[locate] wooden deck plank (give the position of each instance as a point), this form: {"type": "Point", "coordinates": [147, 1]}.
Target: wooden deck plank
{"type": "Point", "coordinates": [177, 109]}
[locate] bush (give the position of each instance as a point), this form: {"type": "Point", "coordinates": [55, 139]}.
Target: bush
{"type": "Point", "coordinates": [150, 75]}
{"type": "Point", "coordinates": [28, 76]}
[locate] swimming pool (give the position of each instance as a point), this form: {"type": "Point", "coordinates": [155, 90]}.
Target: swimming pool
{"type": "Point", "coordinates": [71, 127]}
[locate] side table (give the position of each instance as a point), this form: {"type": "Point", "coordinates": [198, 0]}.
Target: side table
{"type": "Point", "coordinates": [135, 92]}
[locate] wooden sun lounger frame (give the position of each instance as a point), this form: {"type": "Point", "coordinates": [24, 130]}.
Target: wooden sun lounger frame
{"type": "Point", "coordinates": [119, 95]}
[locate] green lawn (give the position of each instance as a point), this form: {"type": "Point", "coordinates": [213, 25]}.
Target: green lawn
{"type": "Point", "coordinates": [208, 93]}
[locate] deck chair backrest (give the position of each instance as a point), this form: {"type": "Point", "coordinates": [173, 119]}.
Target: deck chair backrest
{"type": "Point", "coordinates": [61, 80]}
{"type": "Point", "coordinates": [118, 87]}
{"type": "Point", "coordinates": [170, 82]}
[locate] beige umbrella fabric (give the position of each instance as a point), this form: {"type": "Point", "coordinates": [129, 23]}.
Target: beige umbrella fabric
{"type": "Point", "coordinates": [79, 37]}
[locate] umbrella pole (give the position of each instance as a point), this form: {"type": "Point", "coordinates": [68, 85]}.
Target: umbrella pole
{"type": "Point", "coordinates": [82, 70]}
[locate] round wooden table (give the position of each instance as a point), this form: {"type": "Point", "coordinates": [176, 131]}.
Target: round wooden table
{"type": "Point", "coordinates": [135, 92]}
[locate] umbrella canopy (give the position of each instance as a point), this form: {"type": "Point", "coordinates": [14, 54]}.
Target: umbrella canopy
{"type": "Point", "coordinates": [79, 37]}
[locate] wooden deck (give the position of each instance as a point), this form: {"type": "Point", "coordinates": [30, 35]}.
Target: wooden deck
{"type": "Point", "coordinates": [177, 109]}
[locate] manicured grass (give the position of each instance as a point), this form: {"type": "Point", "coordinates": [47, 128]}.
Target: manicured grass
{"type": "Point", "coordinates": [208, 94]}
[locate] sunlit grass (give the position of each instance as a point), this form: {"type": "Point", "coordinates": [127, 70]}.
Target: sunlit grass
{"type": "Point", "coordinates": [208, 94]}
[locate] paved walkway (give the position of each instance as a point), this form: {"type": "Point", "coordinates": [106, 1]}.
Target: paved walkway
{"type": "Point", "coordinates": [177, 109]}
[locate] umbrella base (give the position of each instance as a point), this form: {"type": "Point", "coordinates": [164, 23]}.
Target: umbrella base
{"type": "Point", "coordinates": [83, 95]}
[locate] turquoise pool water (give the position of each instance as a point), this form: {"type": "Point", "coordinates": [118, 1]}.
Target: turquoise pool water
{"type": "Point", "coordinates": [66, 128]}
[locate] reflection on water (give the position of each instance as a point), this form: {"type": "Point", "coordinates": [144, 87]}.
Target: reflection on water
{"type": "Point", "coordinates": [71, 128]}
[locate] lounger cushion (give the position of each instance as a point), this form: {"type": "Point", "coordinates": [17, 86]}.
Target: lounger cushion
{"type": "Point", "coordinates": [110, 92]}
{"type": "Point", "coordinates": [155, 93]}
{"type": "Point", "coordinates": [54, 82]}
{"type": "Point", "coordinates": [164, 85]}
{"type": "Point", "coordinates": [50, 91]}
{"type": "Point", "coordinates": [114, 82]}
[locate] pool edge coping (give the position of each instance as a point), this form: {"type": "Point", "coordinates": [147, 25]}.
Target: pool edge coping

PROBLEM TO WORK ON: Rewrite all of the data above, replacing every occurrence of "Target" with "Object" and leaving everything else unchanged.

RESPONSE:
[locate] wooden deck plank (give the position of each instance as a point), this form: {"type": "Point", "coordinates": [147, 1]}.
Object: wooden deck plank
{"type": "Point", "coordinates": [177, 109]}
[locate] bush (give the position of each instance as a point), this form: {"type": "Point", "coordinates": [55, 139]}.
Object: bush
{"type": "Point", "coordinates": [150, 75]}
{"type": "Point", "coordinates": [28, 76]}
[locate] swimming pool (give the position of each instance as a point), this form: {"type": "Point", "coordinates": [155, 90]}.
Object: swimming pool
{"type": "Point", "coordinates": [71, 127]}
[locate] side table (give the position of each instance as a point), this form: {"type": "Point", "coordinates": [198, 0]}.
Object: side table
{"type": "Point", "coordinates": [135, 92]}
[locate] wooden sun lounger frame (give the position of each instance as a point), this form: {"type": "Point", "coordinates": [24, 130]}.
Object: wooden sun lounger frame
{"type": "Point", "coordinates": [119, 95]}
[locate] green lawn (give the position of each instance as a point), this form: {"type": "Point", "coordinates": [213, 25]}.
Object: green lawn
{"type": "Point", "coordinates": [208, 93]}
[locate] deck chair backrest (give the position of each instance as a point), this form: {"type": "Point", "coordinates": [173, 119]}.
Object: deck chair backrest
{"type": "Point", "coordinates": [61, 80]}
{"type": "Point", "coordinates": [118, 87]}
{"type": "Point", "coordinates": [170, 82]}
[locate] beige umbrella fabric (give the position of each instance as a point), this form: {"type": "Point", "coordinates": [129, 23]}.
Object: beige umbrella fabric
{"type": "Point", "coordinates": [79, 37]}
[locate] umbrella pole (give the position of each instance as a point), this form: {"type": "Point", "coordinates": [68, 85]}.
Object: umbrella pole
{"type": "Point", "coordinates": [82, 70]}
[locate] round wooden table (give the position of each instance as a point), this form: {"type": "Point", "coordinates": [176, 131]}.
Object: round wooden table
{"type": "Point", "coordinates": [135, 92]}
[locate] umbrella canopy (give the position of each instance as a point), this form: {"type": "Point", "coordinates": [14, 54]}.
Object: umbrella canopy
{"type": "Point", "coordinates": [79, 37]}
[locate] wooden deck (give the position of each instance as a point), this form: {"type": "Point", "coordinates": [30, 35]}.
Object: wooden deck
{"type": "Point", "coordinates": [177, 109]}
[locate] manicured grass (give the position of each instance as a point), this form: {"type": "Point", "coordinates": [47, 128]}.
Object: manicured grass
{"type": "Point", "coordinates": [208, 94]}
[locate] sunlit grass (give the position of each instance as a point), this form: {"type": "Point", "coordinates": [127, 70]}.
Object: sunlit grass
{"type": "Point", "coordinates": [208, 94]}
[locate] paved walkway (give the position of each instance as a point), this form: {"type": "Point", "coordinates": [106, 1]}.
Object: paved walkway
{"type": "Point", "coordinates": [177, 109]}
[locate] umbrella base (give the position of each instance as a point), this form: {"type": "Point", "coordinates": [164, 23]}.
Object: umbrella base
{"type": "Point", "coordinates": [83, 95]}
[locate] turquoise pool water (give the position of each instance as a point), this form: {"type": "Point", "coordinates": [118, 1]}.
Object: turquoise pool water
{"type": "Point", "coordinates": [66, 128]}
[locate] reflection on water (give the position of each instance as a point), this form: {"type": "Point", "coordinates": [144, 87]}.
Object: reflection on water
{"type": "Point", "coordinates": [71, 128]}
[locate] lounger cushion (give the position of each instance as a point), this form: {"type": "Point", "coordinates": [17, 86]}.
Object: lounger cushion
{"type": "Point", "coordinates": [110, 92]}
{"type": "Point", "coordinates": [155, 93]}
{"type": "Point", "coordinates": [54, 82]}
{"type": "Point", "coordinates": [164, 85]}
{"type": "Point", "coordinates": [50, 91]}
{"type": "Point", "coordinates": [114, 82]}
[locate] pool edge coping (give the position of each instance as a point), this form: {"type": "Point", "coordinates": [147, 25]}.
Object: pool edge coping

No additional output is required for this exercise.